(Items listed in a dataset)
▬▬▬▬▬▬
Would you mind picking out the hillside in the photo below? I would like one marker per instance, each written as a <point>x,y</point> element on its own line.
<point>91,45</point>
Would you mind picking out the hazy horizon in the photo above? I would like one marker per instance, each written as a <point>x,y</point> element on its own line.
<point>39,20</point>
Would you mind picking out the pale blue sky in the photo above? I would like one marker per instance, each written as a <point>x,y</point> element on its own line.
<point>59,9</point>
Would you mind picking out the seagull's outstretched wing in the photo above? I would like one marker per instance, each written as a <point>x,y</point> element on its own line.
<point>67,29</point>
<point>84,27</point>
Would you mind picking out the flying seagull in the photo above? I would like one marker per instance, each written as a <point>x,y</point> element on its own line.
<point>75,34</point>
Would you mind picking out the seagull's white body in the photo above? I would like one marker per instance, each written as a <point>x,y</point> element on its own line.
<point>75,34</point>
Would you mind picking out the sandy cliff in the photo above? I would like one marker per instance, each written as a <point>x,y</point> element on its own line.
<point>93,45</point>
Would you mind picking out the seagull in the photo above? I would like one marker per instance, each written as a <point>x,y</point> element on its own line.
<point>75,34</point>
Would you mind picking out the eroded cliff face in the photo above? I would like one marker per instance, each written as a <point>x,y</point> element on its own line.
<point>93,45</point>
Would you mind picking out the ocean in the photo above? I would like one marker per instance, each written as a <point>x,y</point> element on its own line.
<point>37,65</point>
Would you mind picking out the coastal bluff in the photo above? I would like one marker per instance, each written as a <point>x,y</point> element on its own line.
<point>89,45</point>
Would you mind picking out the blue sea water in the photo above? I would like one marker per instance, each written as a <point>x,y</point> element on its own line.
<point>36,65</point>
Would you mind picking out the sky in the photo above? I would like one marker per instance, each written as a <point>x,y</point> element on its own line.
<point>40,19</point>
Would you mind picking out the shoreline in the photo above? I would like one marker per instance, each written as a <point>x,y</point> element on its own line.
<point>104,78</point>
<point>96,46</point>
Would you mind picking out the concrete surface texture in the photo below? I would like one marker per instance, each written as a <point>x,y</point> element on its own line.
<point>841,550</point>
▬▬▬▬▬▬
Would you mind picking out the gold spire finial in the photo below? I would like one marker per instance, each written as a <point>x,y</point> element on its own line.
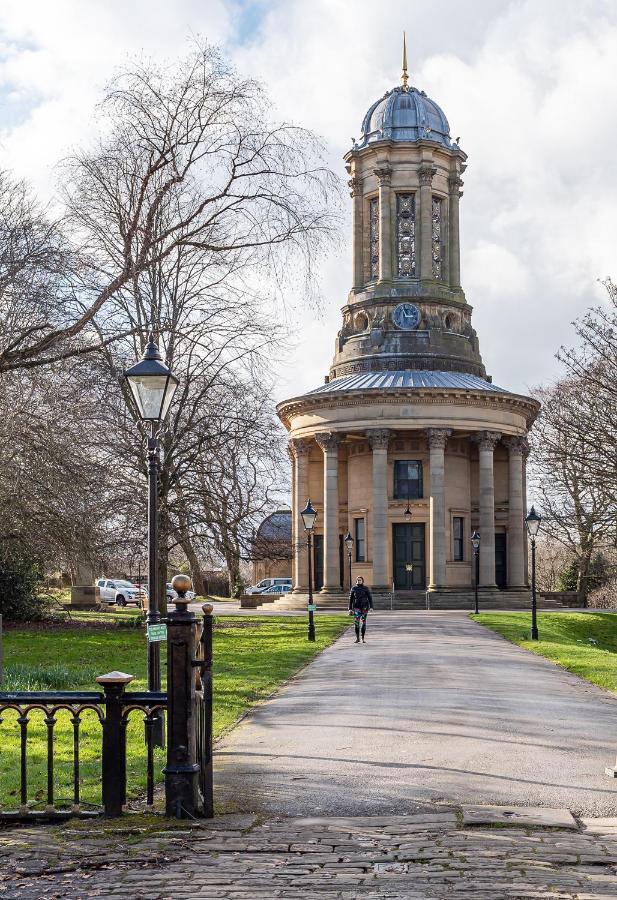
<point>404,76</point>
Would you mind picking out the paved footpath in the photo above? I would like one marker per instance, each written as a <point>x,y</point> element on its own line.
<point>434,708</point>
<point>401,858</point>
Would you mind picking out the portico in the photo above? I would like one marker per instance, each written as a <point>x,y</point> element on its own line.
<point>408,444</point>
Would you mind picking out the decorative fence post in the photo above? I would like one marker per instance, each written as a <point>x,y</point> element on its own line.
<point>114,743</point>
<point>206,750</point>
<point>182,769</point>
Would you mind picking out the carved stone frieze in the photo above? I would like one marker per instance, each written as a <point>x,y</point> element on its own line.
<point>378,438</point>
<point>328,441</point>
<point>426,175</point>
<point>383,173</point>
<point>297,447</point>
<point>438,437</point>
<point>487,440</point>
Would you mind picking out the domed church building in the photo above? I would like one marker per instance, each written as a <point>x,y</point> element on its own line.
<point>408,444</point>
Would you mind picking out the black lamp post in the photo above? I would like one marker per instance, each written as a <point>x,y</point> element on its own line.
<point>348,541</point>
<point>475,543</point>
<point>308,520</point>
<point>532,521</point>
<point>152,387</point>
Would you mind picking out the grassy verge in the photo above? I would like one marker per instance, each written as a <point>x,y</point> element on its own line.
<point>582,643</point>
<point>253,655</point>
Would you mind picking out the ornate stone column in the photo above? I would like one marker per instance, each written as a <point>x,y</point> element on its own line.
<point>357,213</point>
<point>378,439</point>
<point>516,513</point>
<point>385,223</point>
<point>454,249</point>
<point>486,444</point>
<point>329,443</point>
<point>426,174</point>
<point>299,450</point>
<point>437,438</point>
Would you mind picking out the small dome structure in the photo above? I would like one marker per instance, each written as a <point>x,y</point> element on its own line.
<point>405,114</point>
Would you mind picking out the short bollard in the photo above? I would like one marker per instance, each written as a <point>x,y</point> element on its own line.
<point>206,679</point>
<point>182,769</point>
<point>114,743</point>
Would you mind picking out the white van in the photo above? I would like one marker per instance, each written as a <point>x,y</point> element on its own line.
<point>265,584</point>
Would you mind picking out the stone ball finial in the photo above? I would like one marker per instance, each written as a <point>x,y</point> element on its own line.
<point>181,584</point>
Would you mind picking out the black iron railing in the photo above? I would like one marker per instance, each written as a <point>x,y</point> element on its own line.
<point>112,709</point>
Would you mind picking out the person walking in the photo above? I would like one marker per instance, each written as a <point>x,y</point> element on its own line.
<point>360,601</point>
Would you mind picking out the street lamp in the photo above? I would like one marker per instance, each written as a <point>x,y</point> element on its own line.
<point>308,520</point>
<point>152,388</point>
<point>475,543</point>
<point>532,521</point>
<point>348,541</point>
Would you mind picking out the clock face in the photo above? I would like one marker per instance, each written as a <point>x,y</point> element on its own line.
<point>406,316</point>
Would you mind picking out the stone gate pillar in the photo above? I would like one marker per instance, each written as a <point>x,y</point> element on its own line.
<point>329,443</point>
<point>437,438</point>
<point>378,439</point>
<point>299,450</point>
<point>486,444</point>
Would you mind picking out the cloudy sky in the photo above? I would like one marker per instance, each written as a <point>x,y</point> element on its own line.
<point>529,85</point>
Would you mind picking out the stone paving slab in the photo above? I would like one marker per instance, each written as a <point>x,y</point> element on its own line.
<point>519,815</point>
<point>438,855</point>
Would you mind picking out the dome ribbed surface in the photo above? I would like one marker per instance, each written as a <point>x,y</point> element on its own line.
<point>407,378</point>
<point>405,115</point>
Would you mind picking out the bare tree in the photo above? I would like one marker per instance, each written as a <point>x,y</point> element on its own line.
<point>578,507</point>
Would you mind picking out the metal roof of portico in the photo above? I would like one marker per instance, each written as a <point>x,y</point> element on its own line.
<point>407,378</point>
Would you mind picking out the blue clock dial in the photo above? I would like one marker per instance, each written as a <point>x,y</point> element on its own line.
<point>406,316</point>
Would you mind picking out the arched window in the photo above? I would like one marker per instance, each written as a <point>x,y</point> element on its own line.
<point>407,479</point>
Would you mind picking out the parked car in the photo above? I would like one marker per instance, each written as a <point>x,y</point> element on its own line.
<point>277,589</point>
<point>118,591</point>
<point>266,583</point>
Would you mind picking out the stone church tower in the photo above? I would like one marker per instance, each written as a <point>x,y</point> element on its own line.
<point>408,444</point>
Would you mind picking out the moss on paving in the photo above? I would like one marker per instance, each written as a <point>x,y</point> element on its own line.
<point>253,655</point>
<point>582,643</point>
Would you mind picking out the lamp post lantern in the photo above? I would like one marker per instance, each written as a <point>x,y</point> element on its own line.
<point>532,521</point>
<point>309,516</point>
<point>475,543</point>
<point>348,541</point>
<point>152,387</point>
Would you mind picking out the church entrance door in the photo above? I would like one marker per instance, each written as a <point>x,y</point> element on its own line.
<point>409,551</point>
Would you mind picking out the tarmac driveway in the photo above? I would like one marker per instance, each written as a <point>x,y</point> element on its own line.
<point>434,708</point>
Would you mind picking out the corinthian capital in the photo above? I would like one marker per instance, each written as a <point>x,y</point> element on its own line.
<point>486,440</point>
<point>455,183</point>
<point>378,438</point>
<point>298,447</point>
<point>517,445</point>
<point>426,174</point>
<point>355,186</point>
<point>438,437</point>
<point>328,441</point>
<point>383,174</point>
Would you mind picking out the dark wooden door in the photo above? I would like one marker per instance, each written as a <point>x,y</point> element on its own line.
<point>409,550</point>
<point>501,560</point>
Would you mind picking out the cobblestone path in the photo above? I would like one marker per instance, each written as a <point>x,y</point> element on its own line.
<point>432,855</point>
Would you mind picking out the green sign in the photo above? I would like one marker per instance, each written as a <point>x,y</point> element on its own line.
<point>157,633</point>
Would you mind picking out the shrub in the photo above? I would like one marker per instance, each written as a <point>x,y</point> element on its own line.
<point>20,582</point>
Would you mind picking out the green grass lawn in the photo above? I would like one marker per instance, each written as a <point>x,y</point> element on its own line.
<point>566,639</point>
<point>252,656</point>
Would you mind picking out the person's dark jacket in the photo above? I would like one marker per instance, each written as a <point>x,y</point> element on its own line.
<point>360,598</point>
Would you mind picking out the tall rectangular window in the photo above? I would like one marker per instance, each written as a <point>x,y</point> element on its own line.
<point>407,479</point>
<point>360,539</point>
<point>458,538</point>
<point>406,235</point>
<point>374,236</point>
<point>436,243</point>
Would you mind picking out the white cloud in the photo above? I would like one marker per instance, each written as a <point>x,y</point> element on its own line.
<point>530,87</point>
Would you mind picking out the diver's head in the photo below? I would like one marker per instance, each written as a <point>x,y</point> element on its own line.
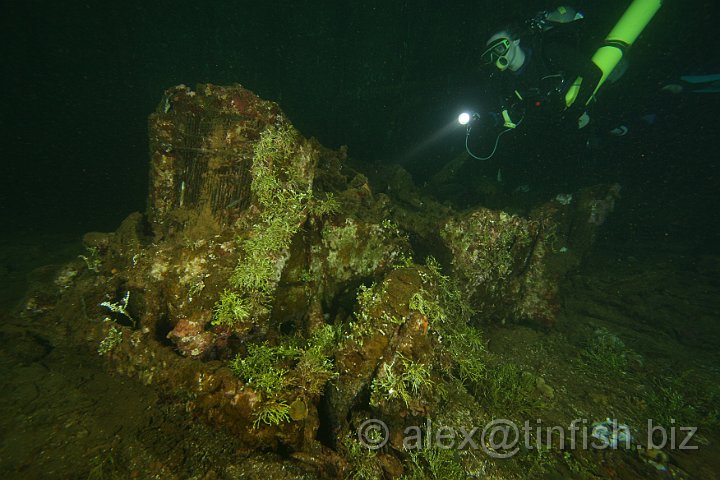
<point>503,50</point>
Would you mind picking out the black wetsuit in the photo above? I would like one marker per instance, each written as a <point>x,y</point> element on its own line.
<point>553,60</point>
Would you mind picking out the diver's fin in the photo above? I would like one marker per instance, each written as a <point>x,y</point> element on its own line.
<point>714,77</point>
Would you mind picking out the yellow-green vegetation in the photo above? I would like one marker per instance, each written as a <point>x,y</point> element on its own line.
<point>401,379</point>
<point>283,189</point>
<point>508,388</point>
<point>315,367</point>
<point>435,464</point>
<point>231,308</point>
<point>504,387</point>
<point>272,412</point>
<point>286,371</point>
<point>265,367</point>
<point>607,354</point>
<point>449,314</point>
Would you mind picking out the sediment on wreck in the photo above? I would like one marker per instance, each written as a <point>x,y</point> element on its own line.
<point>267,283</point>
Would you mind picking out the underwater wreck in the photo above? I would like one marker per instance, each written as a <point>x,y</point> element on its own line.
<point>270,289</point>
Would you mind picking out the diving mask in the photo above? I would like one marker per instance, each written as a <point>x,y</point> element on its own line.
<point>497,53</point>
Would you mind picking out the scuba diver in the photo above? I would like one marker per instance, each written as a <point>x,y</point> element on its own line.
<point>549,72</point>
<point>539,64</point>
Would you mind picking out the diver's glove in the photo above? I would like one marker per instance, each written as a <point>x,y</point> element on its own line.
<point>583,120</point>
▬▬▬▬▬▬
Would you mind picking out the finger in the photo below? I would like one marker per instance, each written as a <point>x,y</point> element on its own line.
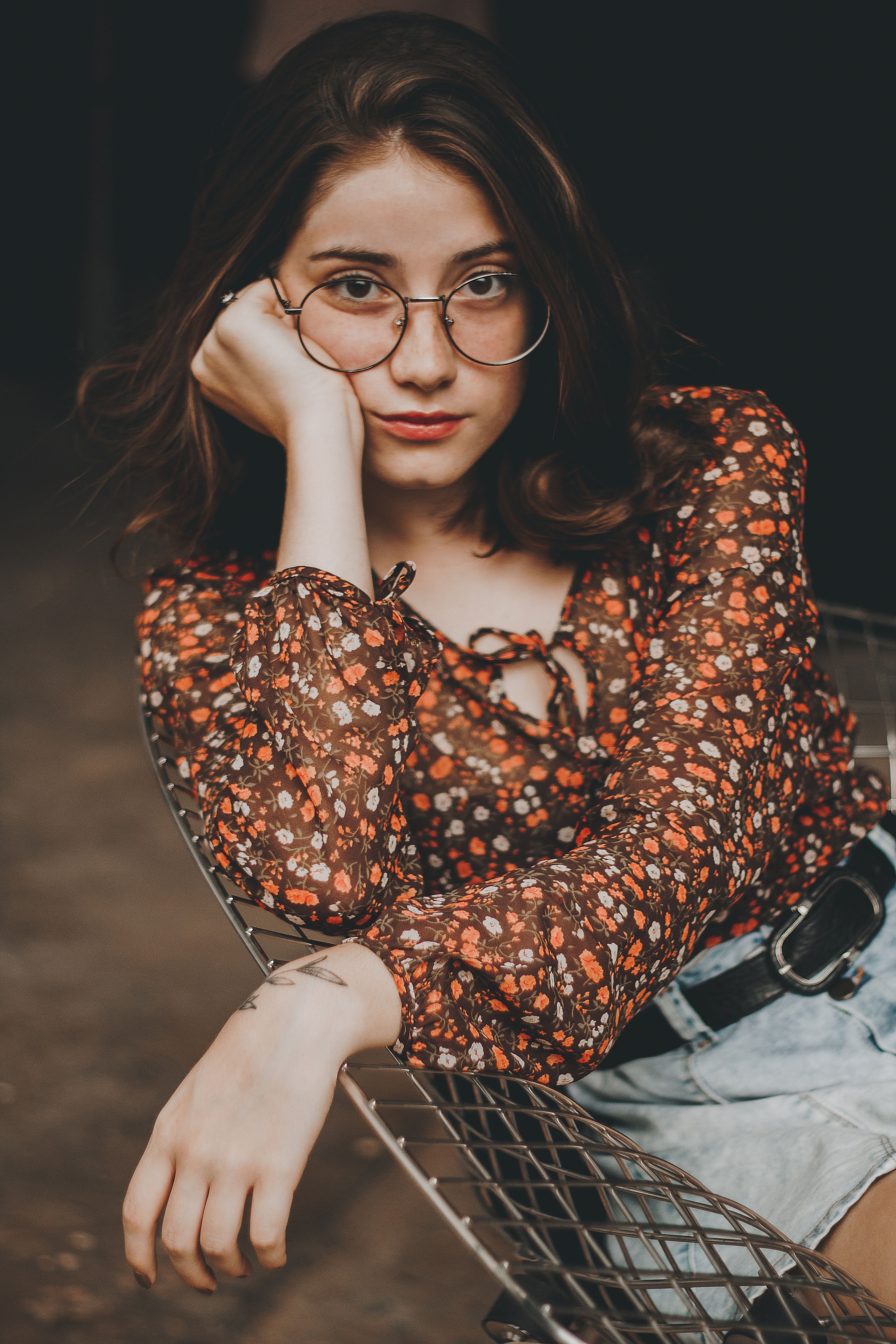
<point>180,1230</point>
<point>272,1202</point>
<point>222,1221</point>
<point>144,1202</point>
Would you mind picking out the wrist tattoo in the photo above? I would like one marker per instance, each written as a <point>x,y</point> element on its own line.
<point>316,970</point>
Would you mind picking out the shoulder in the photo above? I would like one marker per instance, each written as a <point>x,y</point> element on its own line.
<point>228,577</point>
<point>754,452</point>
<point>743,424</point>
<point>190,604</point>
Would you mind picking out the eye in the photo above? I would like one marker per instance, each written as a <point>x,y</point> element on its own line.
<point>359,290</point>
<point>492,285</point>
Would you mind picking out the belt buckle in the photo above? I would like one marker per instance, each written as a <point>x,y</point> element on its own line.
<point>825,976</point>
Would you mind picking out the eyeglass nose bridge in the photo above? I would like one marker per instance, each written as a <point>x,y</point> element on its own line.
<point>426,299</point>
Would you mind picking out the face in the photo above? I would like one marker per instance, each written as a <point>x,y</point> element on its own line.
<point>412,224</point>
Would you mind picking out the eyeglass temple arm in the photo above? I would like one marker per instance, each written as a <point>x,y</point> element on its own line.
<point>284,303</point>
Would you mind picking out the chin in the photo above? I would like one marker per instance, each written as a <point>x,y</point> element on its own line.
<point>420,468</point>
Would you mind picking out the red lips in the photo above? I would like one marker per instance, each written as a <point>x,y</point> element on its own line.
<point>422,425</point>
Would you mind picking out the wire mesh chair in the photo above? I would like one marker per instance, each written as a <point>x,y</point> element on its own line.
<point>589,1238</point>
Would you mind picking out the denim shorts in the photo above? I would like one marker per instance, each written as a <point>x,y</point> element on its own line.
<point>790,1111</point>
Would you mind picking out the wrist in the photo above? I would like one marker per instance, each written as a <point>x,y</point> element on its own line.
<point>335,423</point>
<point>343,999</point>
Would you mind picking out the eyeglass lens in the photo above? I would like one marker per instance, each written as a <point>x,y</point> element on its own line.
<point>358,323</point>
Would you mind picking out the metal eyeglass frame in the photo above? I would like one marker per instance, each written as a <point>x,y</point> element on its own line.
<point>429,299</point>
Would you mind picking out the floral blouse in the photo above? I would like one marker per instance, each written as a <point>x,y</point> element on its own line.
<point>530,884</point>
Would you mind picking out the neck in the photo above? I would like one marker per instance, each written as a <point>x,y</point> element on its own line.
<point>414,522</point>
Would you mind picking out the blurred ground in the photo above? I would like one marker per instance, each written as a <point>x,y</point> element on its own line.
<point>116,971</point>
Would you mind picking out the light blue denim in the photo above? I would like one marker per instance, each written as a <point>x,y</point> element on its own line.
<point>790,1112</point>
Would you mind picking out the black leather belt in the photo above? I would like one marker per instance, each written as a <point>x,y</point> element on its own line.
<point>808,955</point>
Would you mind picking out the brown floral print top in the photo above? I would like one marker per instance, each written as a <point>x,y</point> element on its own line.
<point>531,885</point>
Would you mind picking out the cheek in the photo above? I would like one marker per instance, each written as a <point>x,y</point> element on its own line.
▬▬▬▬▬▬
## BRIEF
Out of the data above, set down the lines from the one with "Would you mind picking out the brown" to the one with "Would you mind picking out the cheek", both included, exactly as written and with no additions.

## SOLUTION TO THE PROBLEM
Would you mind picking out the brown floral print top in the photo above? I would like one marker per instance, each written as a <point>x,y</point> element on its own line.
<point>531,885</point>
Would you mind picking out the cheek in the photo above? I would like one marker per instance, each written as a <point>x,y</point> element on its own line.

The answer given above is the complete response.